= Beginning of Section =
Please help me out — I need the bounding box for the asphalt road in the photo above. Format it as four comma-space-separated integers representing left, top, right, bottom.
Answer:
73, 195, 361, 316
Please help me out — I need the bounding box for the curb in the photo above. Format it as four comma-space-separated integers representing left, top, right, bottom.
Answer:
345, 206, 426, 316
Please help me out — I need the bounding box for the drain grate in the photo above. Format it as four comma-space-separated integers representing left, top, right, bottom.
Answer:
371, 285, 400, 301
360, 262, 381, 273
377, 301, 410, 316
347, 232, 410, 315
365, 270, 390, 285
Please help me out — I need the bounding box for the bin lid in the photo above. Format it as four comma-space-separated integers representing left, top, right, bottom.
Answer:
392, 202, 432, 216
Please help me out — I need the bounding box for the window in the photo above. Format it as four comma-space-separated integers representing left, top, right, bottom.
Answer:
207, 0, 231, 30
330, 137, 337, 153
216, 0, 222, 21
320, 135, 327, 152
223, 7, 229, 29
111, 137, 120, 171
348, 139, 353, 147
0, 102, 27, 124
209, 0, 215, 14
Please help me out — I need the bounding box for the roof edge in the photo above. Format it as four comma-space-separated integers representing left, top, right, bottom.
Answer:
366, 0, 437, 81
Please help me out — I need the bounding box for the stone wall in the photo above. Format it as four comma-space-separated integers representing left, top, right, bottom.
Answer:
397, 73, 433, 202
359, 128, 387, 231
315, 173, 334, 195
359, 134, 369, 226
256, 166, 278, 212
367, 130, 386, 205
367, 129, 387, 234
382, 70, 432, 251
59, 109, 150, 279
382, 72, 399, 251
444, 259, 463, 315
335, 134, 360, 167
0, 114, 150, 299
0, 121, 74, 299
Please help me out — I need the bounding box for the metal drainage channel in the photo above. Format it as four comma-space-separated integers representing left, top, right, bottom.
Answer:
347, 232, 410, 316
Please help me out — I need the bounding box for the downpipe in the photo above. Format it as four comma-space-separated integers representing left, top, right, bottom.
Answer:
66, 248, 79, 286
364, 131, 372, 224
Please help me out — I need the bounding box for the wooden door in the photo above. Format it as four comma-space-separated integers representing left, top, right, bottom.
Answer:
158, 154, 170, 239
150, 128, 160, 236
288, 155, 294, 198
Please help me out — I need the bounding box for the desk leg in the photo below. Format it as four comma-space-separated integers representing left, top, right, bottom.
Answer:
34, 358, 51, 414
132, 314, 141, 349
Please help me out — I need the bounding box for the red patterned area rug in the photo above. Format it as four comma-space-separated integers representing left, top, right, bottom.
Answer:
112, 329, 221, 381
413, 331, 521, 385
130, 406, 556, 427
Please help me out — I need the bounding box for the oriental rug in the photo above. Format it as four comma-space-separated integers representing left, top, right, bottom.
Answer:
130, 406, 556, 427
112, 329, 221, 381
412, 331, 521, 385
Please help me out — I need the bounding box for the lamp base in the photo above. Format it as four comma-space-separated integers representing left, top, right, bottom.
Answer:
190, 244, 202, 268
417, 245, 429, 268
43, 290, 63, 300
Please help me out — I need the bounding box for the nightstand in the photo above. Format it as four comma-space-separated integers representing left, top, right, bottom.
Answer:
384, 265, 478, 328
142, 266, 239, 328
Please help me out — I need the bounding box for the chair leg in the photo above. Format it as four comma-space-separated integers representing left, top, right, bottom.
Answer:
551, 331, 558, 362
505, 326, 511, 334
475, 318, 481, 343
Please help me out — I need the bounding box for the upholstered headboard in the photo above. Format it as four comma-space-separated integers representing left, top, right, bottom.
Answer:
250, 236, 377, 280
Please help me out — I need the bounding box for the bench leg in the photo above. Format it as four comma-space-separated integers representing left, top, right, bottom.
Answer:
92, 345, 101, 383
= End of Section =
= Beginning of Section =
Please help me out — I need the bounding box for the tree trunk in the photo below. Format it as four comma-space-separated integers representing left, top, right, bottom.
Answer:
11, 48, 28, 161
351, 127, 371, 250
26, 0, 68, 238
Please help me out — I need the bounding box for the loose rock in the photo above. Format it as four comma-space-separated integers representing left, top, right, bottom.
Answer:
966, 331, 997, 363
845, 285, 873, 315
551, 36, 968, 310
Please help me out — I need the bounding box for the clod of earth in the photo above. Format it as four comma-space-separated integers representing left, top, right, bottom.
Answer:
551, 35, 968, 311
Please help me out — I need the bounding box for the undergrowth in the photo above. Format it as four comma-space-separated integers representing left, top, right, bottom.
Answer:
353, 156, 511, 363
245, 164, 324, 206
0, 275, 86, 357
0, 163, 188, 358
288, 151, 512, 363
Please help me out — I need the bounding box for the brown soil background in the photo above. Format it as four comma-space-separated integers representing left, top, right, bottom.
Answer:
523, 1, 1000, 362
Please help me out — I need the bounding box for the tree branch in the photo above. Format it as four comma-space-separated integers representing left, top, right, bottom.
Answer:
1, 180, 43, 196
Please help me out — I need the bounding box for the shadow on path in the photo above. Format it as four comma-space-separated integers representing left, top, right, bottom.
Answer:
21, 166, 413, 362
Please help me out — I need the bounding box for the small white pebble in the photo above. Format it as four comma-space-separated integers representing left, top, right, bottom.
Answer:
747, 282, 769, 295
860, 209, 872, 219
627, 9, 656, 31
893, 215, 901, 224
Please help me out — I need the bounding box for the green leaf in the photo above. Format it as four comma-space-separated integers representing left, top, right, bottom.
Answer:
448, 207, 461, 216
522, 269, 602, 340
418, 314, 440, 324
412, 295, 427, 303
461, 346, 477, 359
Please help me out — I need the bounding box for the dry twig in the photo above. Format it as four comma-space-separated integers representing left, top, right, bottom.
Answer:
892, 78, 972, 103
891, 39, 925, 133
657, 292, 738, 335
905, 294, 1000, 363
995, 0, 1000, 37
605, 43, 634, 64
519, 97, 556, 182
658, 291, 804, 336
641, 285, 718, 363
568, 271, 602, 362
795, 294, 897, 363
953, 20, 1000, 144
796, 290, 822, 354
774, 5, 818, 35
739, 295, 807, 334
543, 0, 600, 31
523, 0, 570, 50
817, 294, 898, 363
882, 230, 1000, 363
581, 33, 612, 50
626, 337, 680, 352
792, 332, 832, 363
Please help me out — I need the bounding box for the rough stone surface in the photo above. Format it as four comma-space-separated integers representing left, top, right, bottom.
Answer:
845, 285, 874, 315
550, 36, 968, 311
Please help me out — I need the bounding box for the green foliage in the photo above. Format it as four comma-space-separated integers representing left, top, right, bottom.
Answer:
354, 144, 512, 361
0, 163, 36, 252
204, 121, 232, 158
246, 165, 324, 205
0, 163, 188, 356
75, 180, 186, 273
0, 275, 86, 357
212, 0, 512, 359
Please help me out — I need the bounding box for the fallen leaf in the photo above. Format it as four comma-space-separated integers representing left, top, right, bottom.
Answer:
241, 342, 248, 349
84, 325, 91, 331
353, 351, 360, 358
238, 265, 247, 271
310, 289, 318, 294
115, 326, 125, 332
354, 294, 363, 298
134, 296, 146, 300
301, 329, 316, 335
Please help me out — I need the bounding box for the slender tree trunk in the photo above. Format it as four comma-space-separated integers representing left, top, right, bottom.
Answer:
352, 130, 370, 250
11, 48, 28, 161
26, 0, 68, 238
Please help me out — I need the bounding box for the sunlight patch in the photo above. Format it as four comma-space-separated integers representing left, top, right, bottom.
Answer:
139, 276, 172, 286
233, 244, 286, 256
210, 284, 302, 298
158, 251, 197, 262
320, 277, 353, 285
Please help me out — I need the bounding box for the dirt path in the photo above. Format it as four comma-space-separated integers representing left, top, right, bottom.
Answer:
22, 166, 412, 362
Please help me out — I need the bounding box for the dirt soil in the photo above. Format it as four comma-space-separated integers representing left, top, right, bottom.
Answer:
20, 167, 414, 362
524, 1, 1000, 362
= End of Section =
= Beginning of Section =
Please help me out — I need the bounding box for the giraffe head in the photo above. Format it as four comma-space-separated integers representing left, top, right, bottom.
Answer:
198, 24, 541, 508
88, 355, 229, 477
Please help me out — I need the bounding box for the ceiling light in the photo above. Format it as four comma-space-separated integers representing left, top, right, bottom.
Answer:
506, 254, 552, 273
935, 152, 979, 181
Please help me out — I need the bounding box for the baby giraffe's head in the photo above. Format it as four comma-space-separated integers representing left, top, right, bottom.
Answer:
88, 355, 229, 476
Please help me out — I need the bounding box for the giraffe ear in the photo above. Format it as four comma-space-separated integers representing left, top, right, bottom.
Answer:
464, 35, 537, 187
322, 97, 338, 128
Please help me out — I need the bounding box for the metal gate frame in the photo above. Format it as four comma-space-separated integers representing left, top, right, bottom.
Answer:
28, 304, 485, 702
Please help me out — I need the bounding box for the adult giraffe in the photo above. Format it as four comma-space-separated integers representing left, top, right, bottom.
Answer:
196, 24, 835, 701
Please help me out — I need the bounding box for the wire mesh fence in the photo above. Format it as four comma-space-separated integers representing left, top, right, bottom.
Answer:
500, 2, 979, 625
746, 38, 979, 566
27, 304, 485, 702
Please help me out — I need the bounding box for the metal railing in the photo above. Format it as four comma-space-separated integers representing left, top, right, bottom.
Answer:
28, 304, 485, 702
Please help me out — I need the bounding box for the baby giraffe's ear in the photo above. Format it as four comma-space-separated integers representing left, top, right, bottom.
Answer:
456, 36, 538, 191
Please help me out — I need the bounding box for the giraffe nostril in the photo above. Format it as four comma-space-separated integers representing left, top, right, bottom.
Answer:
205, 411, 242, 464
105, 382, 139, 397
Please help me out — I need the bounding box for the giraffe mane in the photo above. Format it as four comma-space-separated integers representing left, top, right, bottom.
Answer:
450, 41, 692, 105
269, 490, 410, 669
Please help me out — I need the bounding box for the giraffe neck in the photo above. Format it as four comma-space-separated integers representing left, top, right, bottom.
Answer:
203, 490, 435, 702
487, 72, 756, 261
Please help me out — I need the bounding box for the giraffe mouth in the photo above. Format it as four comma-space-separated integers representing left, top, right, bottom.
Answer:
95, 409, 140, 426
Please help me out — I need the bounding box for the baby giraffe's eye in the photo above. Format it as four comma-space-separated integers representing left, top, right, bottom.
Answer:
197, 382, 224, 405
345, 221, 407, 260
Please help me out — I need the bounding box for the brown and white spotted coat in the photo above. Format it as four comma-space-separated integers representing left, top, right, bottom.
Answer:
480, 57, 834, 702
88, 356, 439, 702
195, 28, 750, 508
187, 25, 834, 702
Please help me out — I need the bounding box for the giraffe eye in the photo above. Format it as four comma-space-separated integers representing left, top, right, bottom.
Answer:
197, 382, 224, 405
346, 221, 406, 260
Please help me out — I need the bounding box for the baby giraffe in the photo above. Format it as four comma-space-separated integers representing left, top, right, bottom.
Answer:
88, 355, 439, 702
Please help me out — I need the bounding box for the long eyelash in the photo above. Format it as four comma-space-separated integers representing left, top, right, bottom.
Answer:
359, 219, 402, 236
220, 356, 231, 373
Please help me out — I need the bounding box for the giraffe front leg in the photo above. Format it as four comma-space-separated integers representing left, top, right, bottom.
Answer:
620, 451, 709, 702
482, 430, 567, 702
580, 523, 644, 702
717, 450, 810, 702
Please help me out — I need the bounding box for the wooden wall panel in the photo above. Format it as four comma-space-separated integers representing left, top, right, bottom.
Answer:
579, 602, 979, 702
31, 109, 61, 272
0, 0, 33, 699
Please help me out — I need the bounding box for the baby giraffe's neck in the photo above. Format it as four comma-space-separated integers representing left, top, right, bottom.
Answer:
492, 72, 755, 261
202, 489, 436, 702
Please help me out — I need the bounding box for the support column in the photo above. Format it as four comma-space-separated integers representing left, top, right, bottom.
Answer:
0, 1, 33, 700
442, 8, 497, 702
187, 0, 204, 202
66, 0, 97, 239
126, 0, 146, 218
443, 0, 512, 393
= End of Section =
What lines in the listing above hold the string "leaf"? List them.

Solution to this task:
Please help me out — I need the bounding box for the green leaf in the photo above. Format it as four comma-space-separated integers representing left, top, right, bottom.
Please help me out — I need the bounding box for the fallen leaf in the photo above. Format it as four comma-space-separated integers representing left, top, right, bottom.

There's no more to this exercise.